PROBLEM TO WORK ON
List each line below that contains the string "blue", copying every such line unchanged.

DATA LISTING
↓
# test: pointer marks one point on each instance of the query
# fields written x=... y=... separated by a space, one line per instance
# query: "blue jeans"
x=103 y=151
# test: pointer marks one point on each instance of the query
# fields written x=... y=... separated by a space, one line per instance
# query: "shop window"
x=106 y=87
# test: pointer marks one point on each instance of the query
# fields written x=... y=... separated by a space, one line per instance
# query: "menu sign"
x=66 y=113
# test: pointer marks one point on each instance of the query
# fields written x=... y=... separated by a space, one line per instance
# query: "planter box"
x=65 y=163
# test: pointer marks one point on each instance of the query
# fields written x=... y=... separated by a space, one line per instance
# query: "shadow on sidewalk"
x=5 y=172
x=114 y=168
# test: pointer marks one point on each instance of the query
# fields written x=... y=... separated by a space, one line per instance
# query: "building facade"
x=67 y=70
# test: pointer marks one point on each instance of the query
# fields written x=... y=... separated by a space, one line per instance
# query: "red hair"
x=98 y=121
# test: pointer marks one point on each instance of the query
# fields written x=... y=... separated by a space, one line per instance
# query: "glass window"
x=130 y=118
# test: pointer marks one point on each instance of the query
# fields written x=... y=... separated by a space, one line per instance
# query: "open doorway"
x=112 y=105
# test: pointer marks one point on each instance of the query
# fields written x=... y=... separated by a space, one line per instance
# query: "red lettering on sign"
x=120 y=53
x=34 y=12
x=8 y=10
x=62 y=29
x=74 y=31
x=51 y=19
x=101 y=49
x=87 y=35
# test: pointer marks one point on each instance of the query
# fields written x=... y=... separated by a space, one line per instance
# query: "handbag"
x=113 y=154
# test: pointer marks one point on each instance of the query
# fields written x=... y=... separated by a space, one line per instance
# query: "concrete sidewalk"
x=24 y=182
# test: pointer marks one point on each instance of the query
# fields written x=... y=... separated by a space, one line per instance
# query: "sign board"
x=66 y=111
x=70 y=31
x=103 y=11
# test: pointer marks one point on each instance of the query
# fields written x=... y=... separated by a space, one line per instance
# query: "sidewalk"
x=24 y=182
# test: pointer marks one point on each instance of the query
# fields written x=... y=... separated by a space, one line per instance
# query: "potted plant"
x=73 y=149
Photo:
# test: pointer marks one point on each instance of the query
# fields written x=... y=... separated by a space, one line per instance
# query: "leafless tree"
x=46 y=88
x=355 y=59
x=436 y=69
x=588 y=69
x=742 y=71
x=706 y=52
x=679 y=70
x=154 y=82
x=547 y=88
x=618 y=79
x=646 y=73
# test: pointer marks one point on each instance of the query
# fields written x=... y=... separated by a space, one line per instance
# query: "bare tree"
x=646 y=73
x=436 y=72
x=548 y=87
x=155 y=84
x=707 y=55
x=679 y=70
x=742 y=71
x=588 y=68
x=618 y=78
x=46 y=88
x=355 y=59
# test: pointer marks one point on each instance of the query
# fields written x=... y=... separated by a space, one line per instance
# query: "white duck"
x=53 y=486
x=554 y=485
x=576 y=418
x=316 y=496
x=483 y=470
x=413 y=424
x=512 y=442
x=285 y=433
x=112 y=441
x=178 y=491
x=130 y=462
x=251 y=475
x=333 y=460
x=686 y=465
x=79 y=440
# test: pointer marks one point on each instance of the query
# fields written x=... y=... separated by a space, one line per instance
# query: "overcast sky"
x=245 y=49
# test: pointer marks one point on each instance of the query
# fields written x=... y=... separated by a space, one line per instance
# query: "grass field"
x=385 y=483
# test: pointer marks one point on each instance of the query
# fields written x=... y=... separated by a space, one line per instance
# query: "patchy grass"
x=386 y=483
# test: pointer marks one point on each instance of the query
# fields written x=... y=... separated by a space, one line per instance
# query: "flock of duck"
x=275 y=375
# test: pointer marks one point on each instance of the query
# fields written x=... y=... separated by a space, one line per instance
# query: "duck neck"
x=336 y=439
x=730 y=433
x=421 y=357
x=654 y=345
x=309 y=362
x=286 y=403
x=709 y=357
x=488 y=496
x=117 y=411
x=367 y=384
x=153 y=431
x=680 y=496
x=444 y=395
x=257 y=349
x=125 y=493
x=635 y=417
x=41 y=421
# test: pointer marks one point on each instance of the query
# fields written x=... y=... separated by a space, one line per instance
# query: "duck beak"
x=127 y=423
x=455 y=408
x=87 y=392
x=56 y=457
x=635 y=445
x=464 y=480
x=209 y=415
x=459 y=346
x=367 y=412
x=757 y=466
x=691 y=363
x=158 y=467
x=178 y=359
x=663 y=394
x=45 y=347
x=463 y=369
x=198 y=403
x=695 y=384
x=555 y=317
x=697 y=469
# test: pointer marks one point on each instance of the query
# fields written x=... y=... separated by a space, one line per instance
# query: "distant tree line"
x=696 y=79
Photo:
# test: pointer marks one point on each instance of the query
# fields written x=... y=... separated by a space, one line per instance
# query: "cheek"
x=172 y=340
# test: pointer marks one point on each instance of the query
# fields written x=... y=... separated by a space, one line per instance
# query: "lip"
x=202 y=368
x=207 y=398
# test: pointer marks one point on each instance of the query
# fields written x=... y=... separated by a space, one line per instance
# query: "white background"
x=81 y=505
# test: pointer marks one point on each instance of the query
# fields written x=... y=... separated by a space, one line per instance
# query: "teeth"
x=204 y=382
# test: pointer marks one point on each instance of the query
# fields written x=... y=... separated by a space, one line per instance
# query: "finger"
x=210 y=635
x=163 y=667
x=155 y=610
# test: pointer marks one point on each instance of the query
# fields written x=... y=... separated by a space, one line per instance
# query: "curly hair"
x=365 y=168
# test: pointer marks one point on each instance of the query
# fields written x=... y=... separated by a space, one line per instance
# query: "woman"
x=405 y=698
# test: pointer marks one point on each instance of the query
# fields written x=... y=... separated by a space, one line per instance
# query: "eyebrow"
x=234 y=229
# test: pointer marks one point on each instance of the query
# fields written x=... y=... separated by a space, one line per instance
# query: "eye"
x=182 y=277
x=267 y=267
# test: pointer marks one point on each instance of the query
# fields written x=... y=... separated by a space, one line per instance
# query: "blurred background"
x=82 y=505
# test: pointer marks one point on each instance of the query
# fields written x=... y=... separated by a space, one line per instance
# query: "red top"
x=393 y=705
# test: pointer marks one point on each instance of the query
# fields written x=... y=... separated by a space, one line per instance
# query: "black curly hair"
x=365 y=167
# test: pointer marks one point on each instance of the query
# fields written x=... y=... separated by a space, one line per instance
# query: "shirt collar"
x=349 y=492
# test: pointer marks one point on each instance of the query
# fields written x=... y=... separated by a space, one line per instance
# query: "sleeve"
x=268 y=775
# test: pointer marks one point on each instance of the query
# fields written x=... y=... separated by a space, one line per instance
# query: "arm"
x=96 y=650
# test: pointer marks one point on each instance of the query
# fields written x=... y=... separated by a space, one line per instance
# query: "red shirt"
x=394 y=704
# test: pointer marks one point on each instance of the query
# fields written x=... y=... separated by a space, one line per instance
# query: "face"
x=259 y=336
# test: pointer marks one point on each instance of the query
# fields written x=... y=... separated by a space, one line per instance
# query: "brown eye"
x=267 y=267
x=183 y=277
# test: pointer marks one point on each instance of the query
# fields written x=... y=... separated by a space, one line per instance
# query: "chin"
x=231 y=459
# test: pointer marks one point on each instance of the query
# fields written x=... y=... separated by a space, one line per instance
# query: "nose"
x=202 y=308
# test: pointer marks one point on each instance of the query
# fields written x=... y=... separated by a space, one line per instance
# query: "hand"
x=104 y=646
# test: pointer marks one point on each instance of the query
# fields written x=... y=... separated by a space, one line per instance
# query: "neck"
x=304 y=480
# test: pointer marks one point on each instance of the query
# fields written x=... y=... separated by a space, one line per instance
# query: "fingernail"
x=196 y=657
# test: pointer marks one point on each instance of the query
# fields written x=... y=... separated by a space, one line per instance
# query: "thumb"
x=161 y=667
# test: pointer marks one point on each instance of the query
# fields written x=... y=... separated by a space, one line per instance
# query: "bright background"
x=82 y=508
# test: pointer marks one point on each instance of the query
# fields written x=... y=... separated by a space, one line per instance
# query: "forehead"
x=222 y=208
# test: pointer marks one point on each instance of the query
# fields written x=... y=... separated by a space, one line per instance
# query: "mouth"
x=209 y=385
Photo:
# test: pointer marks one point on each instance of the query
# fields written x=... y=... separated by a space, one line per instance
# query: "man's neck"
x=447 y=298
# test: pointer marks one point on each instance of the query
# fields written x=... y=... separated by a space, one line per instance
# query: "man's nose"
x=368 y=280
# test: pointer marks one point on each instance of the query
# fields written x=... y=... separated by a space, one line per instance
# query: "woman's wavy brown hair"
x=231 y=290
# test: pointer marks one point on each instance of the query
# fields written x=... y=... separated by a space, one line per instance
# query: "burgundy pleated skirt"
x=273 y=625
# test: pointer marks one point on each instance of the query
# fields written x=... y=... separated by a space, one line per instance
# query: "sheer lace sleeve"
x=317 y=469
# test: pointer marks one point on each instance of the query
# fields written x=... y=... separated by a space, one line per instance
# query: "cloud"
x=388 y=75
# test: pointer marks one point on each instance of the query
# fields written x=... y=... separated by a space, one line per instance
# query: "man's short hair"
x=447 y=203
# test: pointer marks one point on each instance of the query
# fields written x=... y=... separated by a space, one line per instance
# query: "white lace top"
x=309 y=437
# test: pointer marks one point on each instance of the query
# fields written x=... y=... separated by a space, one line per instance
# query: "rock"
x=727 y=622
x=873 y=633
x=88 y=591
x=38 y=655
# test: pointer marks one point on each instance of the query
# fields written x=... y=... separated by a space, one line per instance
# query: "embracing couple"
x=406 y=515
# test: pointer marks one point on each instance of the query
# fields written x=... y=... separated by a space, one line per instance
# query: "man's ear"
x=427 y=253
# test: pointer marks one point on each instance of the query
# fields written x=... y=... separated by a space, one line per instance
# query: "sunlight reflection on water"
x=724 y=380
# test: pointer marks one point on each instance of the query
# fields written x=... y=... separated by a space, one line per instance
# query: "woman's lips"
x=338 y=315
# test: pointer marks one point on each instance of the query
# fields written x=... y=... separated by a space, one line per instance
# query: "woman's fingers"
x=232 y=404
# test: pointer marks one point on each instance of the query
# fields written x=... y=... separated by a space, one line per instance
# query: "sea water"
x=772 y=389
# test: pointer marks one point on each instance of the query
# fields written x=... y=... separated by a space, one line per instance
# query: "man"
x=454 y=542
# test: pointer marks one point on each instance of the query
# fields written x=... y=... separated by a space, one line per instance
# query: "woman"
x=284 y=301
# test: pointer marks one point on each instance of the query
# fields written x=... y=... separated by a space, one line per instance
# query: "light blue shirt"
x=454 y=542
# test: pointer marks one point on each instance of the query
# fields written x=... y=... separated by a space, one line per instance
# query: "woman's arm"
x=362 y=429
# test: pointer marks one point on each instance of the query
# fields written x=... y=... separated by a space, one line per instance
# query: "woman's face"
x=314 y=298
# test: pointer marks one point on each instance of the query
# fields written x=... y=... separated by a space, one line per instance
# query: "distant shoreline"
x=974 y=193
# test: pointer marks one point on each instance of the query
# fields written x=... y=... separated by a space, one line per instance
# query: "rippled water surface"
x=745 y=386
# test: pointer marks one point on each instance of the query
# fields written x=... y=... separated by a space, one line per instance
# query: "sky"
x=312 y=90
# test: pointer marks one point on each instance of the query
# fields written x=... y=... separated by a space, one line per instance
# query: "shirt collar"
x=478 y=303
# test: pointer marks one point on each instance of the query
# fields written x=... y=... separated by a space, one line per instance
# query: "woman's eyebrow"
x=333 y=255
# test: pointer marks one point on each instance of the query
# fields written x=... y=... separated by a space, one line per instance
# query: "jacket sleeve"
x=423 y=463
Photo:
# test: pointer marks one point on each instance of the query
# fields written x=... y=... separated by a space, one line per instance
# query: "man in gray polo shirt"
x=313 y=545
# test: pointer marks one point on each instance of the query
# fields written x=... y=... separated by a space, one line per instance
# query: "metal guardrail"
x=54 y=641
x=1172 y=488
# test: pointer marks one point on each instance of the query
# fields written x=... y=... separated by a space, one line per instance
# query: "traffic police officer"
↑
RESULT OF THIS TASK
# query: "blue jeans"
# query: "light blue shirt"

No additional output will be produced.